:: SUPPLIED MATERIAL ::
BEGIN
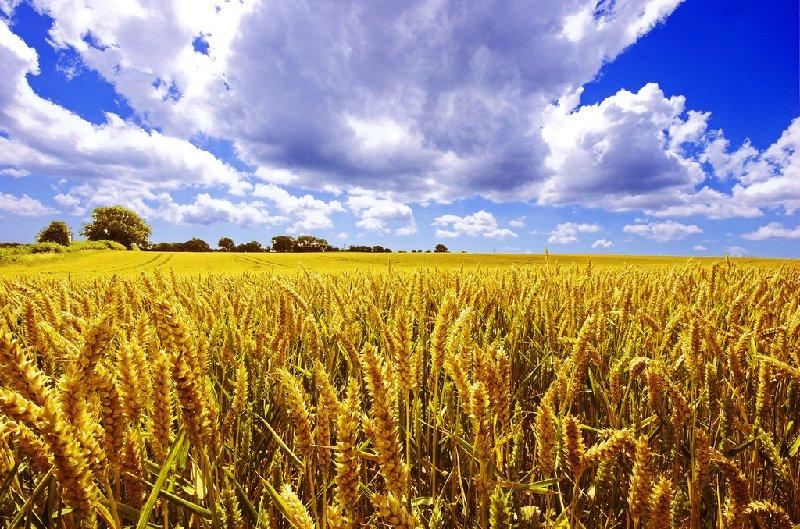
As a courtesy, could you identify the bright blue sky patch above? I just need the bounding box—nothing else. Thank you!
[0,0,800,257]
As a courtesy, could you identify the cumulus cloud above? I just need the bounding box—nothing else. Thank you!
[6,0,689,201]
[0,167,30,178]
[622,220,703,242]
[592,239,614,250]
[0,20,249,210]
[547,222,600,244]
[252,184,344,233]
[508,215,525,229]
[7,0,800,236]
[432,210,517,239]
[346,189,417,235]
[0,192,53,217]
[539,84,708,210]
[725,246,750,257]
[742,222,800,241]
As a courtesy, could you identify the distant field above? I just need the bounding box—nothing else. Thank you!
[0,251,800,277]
END
BEGIN
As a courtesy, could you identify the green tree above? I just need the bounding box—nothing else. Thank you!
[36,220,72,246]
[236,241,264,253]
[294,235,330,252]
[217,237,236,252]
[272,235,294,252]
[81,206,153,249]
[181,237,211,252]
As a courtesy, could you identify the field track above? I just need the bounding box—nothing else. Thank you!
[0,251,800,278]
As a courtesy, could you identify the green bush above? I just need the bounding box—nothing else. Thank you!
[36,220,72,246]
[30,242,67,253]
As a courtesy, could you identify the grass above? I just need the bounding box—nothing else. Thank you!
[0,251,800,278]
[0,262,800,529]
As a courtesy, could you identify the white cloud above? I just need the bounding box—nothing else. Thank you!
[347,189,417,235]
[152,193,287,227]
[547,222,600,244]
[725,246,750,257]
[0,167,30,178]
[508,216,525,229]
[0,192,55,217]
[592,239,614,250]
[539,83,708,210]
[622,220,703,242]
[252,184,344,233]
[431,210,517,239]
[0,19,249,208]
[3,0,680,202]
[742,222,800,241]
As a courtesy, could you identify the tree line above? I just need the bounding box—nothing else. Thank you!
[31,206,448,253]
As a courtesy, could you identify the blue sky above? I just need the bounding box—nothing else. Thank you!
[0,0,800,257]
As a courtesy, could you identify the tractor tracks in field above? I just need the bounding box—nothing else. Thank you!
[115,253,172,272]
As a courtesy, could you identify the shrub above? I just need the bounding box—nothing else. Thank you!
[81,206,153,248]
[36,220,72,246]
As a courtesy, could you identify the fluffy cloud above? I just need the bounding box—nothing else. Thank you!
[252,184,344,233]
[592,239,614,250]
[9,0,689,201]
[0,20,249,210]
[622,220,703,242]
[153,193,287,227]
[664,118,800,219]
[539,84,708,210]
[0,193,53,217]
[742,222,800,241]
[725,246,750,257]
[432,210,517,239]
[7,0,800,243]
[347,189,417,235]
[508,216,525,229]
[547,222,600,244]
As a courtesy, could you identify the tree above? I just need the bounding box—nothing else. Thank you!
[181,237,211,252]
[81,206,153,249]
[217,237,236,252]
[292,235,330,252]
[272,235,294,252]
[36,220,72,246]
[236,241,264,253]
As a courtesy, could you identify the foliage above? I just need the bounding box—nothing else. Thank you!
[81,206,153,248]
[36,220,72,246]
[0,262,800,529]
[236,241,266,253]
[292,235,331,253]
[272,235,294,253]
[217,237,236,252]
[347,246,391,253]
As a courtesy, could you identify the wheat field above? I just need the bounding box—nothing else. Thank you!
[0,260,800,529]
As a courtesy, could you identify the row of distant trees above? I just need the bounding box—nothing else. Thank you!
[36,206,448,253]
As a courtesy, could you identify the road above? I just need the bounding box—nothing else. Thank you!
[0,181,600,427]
END
BEGIN
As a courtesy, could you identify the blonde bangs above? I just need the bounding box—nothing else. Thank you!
END
:: TASK TO CARRY OUT ::
Convert the lines into a numbered list, starting with the line containing "As a courtesy, could you identify the wheat" and continuing through the line containing "[0,181,600,427]". Leave out any blank lines.

:: OUTPUT OF THE TASK ::
1. As a courtesy, could you identify the wheat field above? I just need the bounding box—nothing else. Thank you!
2. [0,260,800,529]
3. As a courtesy, could you identify the row of distant trees above? I just need the bounding box—nothing else. Thank you!
4. [36,206,448,253]
5. As a courtesy, could you identify the road above? I just need the bounding box—nothing else. Thank you!
6. [0,181,600,427]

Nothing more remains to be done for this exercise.